**Work request:** Below are some records; repeat them all exactly, minus the pictures.

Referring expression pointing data
---+---
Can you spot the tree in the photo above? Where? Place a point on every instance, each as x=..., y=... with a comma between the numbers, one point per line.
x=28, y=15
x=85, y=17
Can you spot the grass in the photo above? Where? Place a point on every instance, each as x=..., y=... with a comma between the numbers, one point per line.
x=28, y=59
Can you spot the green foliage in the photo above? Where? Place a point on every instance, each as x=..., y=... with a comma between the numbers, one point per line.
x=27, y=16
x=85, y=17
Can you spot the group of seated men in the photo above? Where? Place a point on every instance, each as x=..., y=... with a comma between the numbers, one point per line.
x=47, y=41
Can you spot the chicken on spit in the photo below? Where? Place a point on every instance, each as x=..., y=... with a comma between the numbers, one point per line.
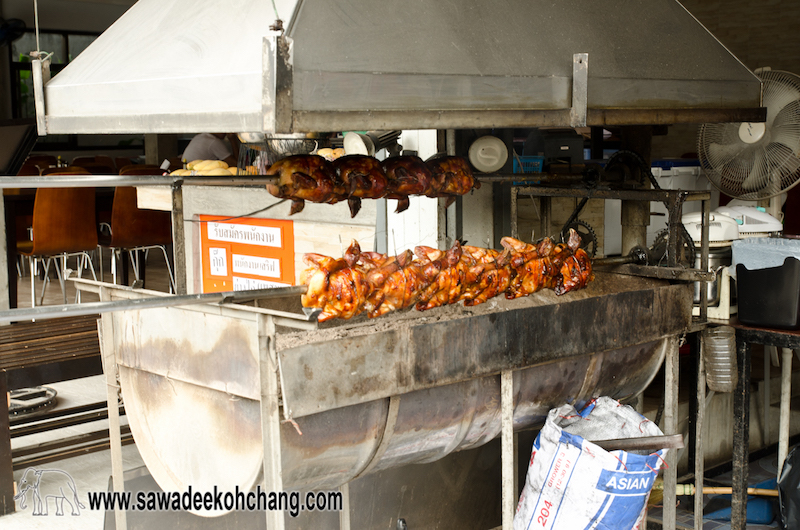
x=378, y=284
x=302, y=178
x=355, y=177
---+---
**Task solution:**
Can you spot the tree in the photo above? Where? Place a point on every instance, each as x=..., y=... with a comma between the numbers, one point per line.
x=28, y=15
x=85, y=17
Can you spot the grass in the photo above? Where? Place a point on every instance, each as x=..., y=... with a comma between the numbers, one point per line.
x=28, y=59
Can you spot the green foliage in the photo above? Where? Place a point on every instance, each as x=..., y=... with a comma between the numbers, one point per line.
x=27, y=16
x=85, y=17
Can you spot the group of seated men in the photo above? Where? Place a point on every instance, each as x=..., y=... with a comma between the numbers, one point per line.
x=47, y=41
Can you spot the chicken on spit in the photo below? Where? Place a point on every instance, each as x=..., y=... with a comma between the numbers, one point per line.
x=378, y=284
x=302, y=178
x=355, y=177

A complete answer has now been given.